* **Stored records**:
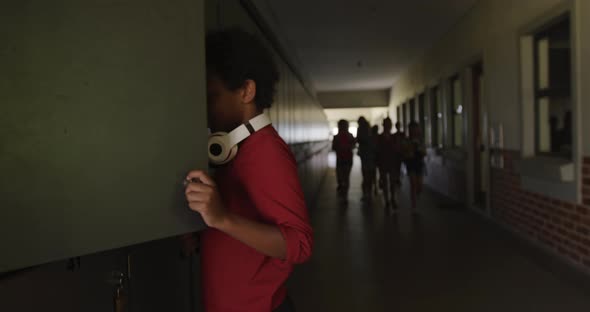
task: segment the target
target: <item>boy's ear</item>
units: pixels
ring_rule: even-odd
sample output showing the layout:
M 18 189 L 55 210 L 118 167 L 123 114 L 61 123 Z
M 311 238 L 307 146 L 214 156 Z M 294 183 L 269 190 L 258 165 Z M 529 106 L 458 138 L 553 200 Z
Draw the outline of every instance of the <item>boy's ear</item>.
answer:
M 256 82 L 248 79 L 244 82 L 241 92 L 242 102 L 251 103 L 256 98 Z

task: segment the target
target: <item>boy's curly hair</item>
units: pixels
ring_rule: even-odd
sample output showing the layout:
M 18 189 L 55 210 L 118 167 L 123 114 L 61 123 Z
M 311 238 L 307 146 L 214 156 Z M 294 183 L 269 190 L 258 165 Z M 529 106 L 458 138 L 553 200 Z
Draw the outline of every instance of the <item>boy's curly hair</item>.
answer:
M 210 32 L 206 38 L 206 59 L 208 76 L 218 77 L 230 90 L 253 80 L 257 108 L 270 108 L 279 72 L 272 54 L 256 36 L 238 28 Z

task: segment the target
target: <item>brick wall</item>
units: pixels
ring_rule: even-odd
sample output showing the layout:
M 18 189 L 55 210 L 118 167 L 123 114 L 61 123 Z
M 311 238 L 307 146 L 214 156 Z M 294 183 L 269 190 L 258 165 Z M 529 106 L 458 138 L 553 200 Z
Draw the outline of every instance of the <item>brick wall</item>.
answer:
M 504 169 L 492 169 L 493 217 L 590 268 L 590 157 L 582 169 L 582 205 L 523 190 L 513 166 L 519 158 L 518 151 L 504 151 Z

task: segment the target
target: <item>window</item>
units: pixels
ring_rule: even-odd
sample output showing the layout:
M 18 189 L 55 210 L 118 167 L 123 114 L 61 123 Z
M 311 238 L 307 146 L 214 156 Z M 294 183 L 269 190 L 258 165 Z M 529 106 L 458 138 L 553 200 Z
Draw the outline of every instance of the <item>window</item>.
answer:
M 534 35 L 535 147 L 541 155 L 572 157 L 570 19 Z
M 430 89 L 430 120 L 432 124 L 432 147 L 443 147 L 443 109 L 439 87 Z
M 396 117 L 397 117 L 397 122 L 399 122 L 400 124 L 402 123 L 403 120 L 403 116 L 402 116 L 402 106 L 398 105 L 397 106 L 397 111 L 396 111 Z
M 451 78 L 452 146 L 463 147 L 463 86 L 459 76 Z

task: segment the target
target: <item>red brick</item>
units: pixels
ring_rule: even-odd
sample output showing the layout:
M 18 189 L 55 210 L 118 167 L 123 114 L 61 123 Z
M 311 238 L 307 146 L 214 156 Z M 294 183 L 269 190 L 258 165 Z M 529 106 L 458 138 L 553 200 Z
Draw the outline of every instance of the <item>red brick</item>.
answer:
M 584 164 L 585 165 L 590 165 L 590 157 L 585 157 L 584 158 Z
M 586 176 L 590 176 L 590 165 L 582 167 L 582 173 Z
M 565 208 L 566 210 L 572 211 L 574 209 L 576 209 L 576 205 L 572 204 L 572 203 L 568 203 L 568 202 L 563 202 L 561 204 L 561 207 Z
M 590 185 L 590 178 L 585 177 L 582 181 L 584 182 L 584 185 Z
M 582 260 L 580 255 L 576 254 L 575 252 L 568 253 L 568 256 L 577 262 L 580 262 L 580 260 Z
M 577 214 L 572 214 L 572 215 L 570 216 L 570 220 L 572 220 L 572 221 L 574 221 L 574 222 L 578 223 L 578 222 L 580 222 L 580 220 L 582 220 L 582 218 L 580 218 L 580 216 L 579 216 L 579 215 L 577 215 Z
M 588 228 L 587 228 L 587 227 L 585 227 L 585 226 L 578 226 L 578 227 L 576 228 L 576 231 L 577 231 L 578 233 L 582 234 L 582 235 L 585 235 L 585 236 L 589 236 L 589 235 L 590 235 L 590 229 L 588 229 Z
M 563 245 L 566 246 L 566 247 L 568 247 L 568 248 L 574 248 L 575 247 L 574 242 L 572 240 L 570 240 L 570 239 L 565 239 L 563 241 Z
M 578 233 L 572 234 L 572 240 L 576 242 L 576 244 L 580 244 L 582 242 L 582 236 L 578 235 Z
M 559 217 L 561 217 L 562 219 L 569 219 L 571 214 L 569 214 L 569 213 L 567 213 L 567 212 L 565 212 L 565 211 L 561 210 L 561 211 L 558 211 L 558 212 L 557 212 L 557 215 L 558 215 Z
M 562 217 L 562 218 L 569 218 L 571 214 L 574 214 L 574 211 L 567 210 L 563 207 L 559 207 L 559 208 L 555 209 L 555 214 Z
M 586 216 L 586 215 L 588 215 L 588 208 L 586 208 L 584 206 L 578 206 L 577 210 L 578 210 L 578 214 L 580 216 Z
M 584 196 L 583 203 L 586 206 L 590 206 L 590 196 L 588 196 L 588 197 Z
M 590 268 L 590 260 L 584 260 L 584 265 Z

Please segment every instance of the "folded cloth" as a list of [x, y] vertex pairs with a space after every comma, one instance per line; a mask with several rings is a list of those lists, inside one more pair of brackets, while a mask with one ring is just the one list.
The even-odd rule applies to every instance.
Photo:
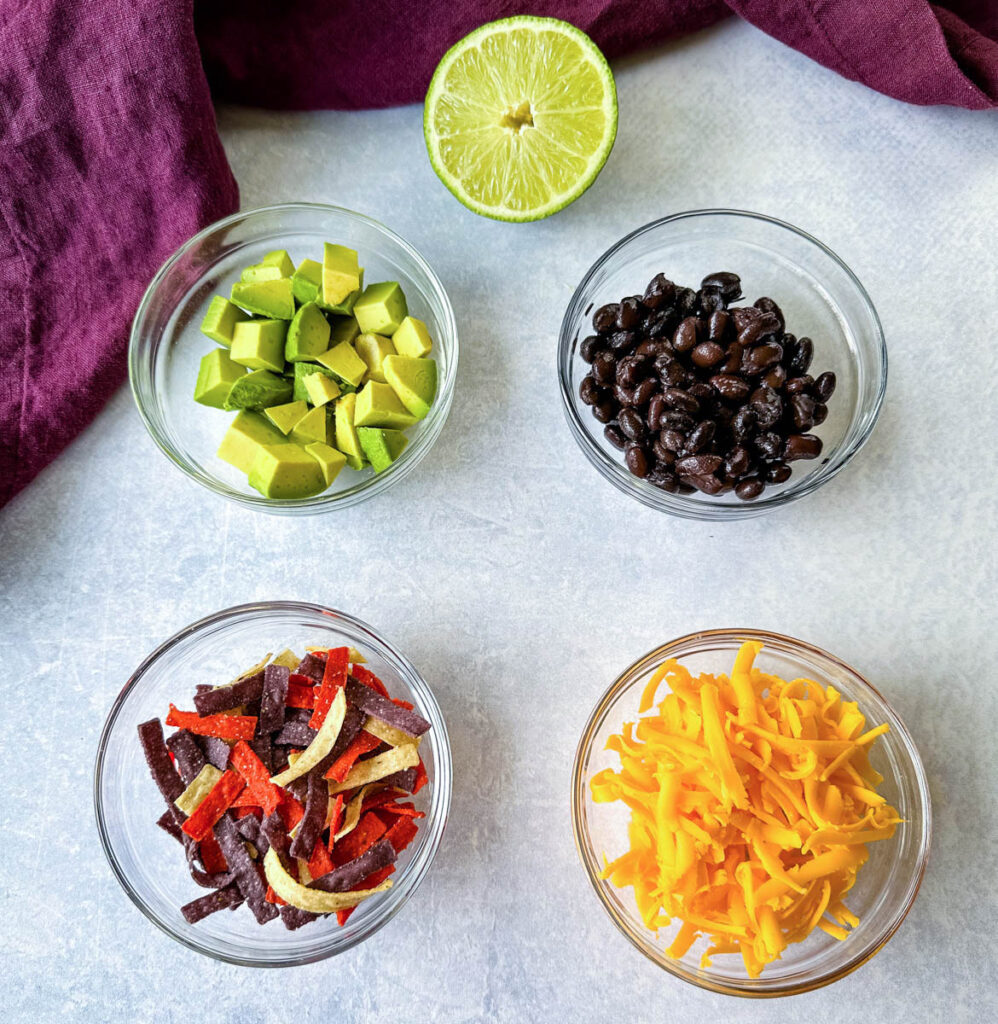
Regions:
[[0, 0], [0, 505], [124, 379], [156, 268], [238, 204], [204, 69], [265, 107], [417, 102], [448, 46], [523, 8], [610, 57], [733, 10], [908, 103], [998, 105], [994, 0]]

* **Task prompt**: Among the lines above, which ones include the word "wall"? Copy them.

* **Answer space**:
target: <item>brick wall</item>
Draw the outline of every instance of the <item>brick wall</item>.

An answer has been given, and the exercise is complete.